**Teks Hasil Ekstraksi:**
####################
(Mungkin) bergunjing..
--Kami sudah muak dengan perendahan martabat ini. Bukan kami ingin
diagung-agungkan. Kami hanya ingin hak-hak mendasar kami dalam bekerja dipenuhi--
Di awal dilantik menjadi Hakim,
kami sudah merasa dicurangi. Kami dipungut biaya pelantikan, biaya makan-makan.
Padahal semestinya -dan dikemudian hari kami tahu bahwa-telah ada anggaran
kantor yang diperuntukkan bagi pelantikan. Dan besarannya pun cukup untuk beberapa
kali pelantikan atau perpisahan. Jadi, digunakan untuk apa anggaran itu, bila ternyata kami tetap dimintai uang untuk pelantikan?
Perlakuan terhadap kami, Hakim
muda pun sangat kentara berbeda. Oleh Pansek, kami dipanggil nama. Padahal itu
dalam dinas, dalam jam kantor. Bukan kami ingin dianggap lebih tinggi
derajatnya. Namun, apa pantas seorang Hakim dipanggil nama di kantornya? Oleh
seseorang yang bahkan bukan atasannya? Hanya karena kami jauh lebih muda, dan
merasa dia jauh lebih tua. Apa pantas, orang yang dipanggil Yang Mulia dalam
persidangan, seenak perutnya dipanggil nama dengan tujuan menunjukkan
senioritas seseorang?
####################
**Tugas yang Dikerjakan:**
a. Menurut teks hasil ekstraksi, mengapa para hakim merasa dicurangi sejak awal dilantik? Jelaskan dalam satu sampai tiga kalimat.
b. Tulis ulang bagian teks hasil ekstraksi yang dibuka dengan kata-kata "--Kami sudah muak" dan ditutup dengan "uang untuk pelantikan?", dengan mengganti setiap "pelantikan" menjadi "pengangkatan".
Gunakan hanya teks di atas sebagai sumber.
####################
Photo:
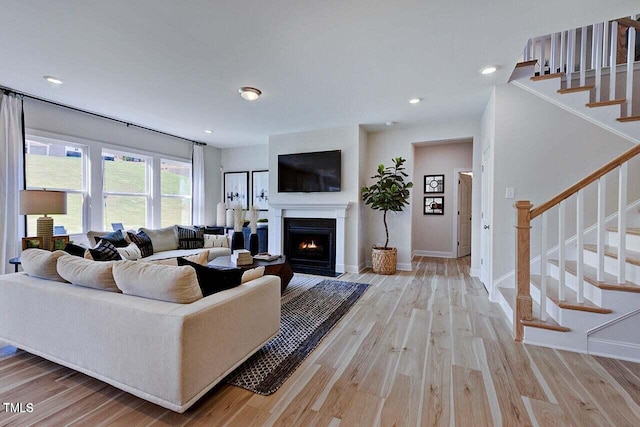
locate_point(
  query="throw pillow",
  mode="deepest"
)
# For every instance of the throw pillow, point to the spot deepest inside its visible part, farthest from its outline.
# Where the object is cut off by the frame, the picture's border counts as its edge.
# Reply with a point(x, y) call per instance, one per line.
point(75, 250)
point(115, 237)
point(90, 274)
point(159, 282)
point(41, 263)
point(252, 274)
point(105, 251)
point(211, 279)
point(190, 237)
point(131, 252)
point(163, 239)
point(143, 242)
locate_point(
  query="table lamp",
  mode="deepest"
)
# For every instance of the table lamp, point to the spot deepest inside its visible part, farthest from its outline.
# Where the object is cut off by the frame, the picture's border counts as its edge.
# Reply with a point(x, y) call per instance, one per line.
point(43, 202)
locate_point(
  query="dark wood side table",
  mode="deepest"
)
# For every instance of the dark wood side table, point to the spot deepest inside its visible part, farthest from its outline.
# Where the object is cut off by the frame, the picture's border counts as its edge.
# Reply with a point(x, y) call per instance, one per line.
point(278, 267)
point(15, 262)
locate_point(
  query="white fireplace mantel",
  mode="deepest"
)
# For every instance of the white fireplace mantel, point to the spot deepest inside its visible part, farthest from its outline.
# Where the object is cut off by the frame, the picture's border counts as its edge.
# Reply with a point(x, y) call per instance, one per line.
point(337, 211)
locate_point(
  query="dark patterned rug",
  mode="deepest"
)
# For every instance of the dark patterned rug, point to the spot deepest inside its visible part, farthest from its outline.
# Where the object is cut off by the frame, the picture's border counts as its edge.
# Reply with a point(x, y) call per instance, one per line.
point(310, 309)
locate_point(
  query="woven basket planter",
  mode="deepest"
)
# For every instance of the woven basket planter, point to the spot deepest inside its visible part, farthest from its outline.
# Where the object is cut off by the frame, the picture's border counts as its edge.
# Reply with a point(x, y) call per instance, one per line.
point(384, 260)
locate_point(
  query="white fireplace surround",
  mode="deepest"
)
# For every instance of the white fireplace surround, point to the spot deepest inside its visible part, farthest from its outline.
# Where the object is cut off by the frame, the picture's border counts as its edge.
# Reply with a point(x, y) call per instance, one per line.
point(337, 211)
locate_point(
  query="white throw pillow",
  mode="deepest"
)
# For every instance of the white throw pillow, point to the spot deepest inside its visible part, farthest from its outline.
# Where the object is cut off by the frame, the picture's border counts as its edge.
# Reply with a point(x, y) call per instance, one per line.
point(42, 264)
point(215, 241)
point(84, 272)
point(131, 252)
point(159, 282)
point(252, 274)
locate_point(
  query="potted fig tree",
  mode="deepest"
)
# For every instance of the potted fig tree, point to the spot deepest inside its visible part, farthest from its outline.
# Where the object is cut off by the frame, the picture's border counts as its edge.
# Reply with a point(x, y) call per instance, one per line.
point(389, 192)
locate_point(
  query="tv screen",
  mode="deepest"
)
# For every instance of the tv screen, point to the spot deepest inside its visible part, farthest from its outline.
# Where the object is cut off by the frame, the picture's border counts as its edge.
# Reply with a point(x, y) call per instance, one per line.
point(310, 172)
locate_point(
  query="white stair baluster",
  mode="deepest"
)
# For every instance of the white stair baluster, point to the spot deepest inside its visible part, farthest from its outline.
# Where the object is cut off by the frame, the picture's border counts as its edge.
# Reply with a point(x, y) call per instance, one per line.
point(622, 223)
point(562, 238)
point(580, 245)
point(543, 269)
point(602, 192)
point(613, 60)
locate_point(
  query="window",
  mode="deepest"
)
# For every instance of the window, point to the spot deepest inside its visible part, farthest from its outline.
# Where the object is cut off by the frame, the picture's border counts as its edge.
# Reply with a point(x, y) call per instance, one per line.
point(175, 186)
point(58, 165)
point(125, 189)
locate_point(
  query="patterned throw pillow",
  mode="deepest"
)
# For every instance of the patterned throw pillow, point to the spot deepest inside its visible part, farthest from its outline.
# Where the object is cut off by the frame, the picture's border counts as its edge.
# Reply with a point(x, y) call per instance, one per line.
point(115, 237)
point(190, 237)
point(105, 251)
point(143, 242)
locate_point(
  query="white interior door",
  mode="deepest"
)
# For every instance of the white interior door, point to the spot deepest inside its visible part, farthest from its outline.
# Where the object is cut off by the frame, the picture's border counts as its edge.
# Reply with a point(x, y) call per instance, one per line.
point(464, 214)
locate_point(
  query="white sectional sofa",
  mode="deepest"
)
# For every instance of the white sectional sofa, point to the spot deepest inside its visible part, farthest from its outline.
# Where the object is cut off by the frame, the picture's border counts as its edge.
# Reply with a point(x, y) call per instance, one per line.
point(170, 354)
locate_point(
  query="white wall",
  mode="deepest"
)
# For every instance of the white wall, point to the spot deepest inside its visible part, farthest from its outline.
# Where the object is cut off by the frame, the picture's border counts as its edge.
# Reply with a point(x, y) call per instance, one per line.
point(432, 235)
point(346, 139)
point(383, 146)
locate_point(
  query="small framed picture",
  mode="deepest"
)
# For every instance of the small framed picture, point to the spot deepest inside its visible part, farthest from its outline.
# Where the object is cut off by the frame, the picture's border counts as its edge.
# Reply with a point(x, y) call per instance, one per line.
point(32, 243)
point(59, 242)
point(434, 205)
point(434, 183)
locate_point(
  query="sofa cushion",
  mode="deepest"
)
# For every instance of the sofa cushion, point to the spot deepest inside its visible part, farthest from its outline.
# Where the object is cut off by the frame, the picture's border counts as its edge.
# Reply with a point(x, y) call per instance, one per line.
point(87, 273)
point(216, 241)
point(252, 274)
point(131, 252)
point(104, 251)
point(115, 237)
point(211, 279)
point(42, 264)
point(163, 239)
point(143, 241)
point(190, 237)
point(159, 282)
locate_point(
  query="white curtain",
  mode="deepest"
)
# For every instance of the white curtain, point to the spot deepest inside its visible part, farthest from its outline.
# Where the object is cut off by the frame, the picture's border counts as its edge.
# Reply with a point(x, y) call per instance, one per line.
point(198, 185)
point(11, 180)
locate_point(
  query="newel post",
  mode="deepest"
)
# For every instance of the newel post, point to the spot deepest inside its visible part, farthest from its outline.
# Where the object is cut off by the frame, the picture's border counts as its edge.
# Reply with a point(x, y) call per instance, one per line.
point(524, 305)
####################
**Jawaban Lengkap:**
a. Para hakim dipungut biaya pelantikan dan biaya makan-makan. Padahal, seperti yang kemudian mereka ketahui, sudah ada anggaran kantor untuk pelantikan. Besarnya bahkan cukup untuk beberapa kali pelantikan atau perpisahan.

b.
--Kami sudah muak dengan perendahan martabat ini. Bukan kami ingin
diagung-agungkan. Kami hanya ingin hak-hak mendasar kami dalam bekerja dipenuhi--
Di awal dilantik menjadi Hakim,
kami sudah merasa dicurangi. Kami dipungut biaya pengangkatan, biaya makan-makan.
Padahal semestinya -dan dikemudian hari kami tahu bahwa-telah ada anggaran
kantor yang diperuntukkan bagi pengangkatan. Dan besarannya pun cukup untuk beberapa
kali pengangkatan atau perpisahan. Jadi, digunakan untuk apa anggaran itu, bila ternyata kami tetap dimintai uang untuk pengangkatan?